_DOCUMENT TEXT:_
>>>>>
Thursday, December 17, 2015

Week 50: Brandon (in The Roundabout Waltz)

   The Roundabout Waltz books continue with Week 50's book-of-the-week, Brandon. The little board car for Brandon is covered in red pastepaper, with yellow pastepaper headlights and blue pastepaper windows. The black luggage rack is paper from the French Paper Company. 

the Brandon car (story) on The Roundabout Waltz

When the little car isn't riding around the roundabouts, it can be stored in the little box garage along with the other story cars in the series.. Sadie, Maxie, and Wally. There are five partitions in the cigar style box, with an extra spot for one more car... The garage is covered with pastepaper and a gray Japanese print paper. The hinge is made with Japanese silk bookcloth.

out of its box garage and driving on the roundabout

The tiny 1 x 1-inch accordion book (luggage) is covered in red and gold-checked Japanese chiyogami paper. The story is digitally printed on white text paper..

the Brandon story as luggage, unfolding out of the luggage rack

Close-up of Brandon title page

the unfolding accordion book, Brandon on The Roundabout Waltz 

This is the story Brandon...

   Brandon’s been living in Raleigh all his life. He grew up in North Raleigh in one of those new, pine-treed neighborhoods with bonus-roomed McMansions and a soccer goal in every backyard. The mom’s drove Volvo station wagons and the Dads worked at RTP as engineers or scientists, or managers of engineers or scientists.
<<<<<
_PROBLEMS TO WORK ON:_
a – In the blog post about the Brandon book, what is the hinge of the box garage made with?
b – Report every line of the listing that contains the word "beam", treating uppercase and lowercase as different.
The listing has no connection to the blog post about the Brandon book.

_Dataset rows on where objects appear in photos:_
>>>>>
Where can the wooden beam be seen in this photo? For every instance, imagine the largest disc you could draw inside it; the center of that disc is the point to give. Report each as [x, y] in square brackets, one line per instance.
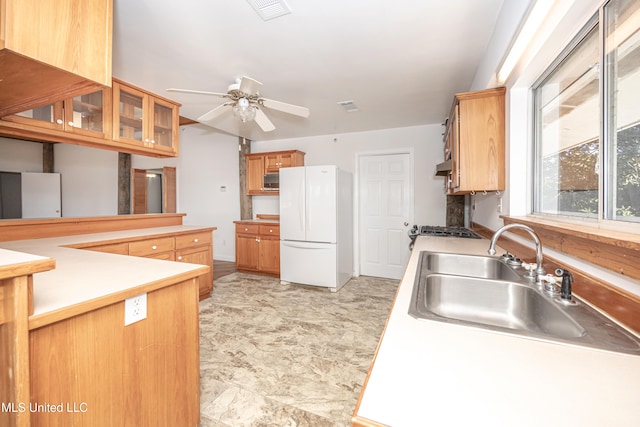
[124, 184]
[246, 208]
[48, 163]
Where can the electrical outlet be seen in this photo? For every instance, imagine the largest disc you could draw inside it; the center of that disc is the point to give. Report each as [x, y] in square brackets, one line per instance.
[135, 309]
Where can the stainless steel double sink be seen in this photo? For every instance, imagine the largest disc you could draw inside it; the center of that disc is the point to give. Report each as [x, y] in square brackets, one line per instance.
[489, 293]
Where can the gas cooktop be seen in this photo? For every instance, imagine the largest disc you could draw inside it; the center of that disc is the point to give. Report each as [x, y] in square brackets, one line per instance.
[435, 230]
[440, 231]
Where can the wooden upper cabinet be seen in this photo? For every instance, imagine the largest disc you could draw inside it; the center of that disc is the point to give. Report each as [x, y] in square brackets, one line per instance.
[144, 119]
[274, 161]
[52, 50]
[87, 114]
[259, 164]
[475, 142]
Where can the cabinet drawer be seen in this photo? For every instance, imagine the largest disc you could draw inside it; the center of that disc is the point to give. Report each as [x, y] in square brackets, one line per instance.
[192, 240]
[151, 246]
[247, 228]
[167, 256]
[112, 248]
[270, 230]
<<<<<
>>>>>
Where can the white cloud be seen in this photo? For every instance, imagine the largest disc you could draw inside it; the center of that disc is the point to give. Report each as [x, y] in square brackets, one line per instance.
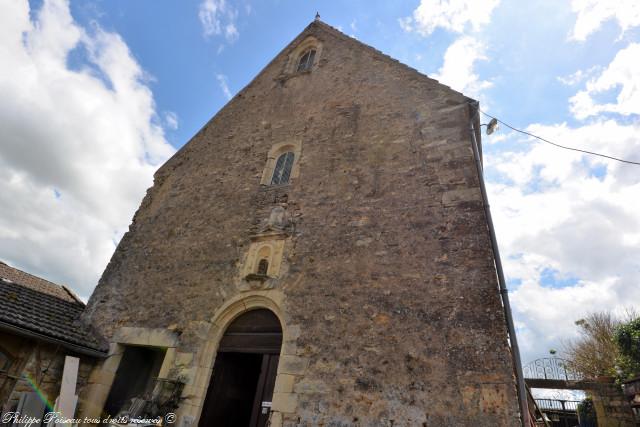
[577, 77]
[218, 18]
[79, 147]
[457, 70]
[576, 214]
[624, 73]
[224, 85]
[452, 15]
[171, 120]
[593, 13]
<<<<<
_SOLVED TASKS:_
a – Japanese silk bookcloth.

b –
Where can the wooden beam be seen in this photo? For every instance, imagine the largest disc you could draw inside it; the center of that disc is the point to give. Report each as [x, y] in square brackets, one line per instance.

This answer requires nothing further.